> [What you have to do]: Extract each line holding the word "backdrop" from the entries.

─── Provided data ───

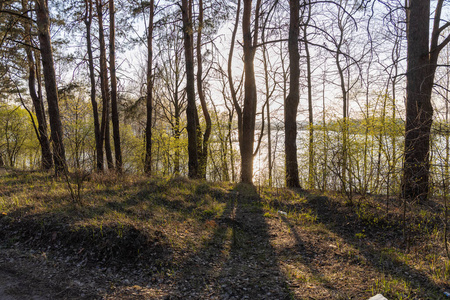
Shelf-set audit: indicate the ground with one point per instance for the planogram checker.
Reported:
(138, 238)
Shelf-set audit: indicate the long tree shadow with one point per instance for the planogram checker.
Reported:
(237, 261)
(345, 223)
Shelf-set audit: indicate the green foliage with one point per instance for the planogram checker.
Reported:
(18, 143)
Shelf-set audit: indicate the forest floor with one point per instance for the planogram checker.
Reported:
(140, 238)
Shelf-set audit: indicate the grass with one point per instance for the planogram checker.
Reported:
(322, 247)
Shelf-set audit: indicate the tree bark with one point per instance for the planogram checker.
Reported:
(191, 110)
(203, 157)
(98, 138)
(112, 67)
(149, 96)
(250, 96)
(43, 24)
(419, 111)
(104, 127)
(292, 100)
(38, 104)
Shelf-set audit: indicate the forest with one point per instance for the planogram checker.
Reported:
(214, 149)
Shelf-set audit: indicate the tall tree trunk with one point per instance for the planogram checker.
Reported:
(112, 67)
(43, 24)
(38, 104)
(311, 153)
(203, 158)
(250, 96)
(291, 101)
(104, 128)
(191, 110)
(419, 111)
(149, 96)
(98, 137)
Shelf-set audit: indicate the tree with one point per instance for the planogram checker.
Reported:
(43, 25)
(149, 95)
(191, 110)
(98, 137)
(246, 141)
(38, 104)
(291, 101)
(422, 64)
(104, 128)
(203, 146)
(112, 69)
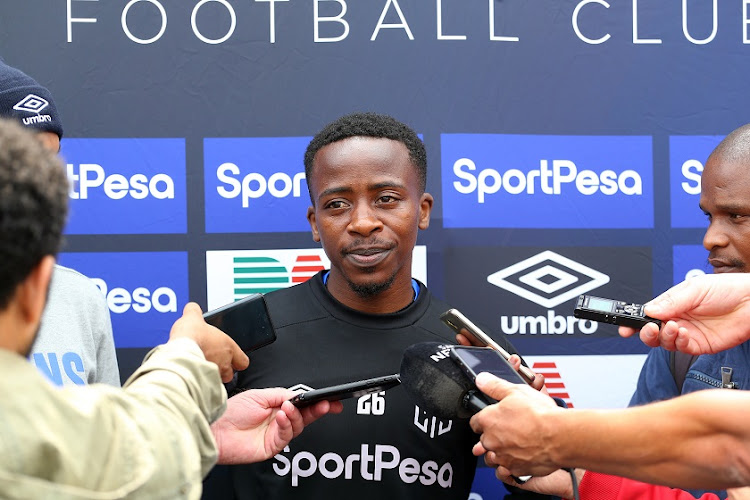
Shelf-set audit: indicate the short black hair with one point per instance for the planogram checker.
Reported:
(369, 125)
(735, 147)
(33, 205)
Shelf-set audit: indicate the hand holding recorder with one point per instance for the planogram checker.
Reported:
(705, 314)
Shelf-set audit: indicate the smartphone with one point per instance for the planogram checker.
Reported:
(246, 321)
(457, 321)
(345, 391)
(615, 312)
(474, 360)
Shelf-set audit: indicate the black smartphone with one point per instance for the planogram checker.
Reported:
(474, 360)
(457, 321)
(611, 311)
(345, 391)
(246, 321)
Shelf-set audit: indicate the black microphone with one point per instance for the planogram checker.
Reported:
(438, 384)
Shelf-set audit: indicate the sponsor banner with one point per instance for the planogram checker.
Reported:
(233, 274)
(689, 261)
(145, 291)
(540, 181)
(529, 294)
(687, 156)
(126, 186)
(255, 184)
(602, 381)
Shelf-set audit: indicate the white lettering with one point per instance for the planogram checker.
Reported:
(692, 170)
(403, 24)
(713, 31)
(637, 40)
(254, 185)
(385, 458)
(119, 300)
(142, 41)
(339, 19)
(551, 324)
(272, 18)
(489, 181)
(117, 186)
(577, 30)
(232, 25)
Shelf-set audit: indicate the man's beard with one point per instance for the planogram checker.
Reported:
(367, 290)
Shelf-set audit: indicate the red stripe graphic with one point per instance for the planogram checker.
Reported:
(553, 380)
(305, 268)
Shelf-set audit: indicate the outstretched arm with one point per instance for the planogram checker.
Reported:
(694, 441)
(705, 314)
(259, 423)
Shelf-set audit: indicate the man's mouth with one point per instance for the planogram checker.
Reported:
(725, 265)
(367, 255)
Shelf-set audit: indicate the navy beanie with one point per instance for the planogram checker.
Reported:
(23, 99)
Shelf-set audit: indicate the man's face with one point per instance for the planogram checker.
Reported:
(368, 208)
(725, 199)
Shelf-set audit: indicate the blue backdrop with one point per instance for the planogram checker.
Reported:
(565, 142)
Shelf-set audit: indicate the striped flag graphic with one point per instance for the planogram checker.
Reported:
(552, 380)
(266, 274)
(305, 268)
(258, 275)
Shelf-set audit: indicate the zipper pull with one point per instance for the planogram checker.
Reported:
(726, 378)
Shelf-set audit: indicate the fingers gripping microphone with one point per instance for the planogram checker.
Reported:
(437, 384)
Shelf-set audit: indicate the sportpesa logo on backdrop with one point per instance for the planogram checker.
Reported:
(145, 291)
(538, 181)
(689, 261)
(255, 184)
(233, 274)
(126, 186)
(529, 293)
(687, 156)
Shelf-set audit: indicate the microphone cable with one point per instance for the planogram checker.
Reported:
(574, 480)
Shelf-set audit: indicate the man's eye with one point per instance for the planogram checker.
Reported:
(335, 204)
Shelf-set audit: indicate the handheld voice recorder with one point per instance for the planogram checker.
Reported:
(615, 312)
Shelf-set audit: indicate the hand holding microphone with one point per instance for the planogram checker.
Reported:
(441, 385)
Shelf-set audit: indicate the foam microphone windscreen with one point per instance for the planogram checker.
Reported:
(434, 381)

───

> [Answer to this task]:
Shelf-set audit: indicate the blue backdrop with one point per instance for the planogram checker.
Shelf-set audit: indicate the sportpesa logo on backdrop with one point per instance for the planogram checker.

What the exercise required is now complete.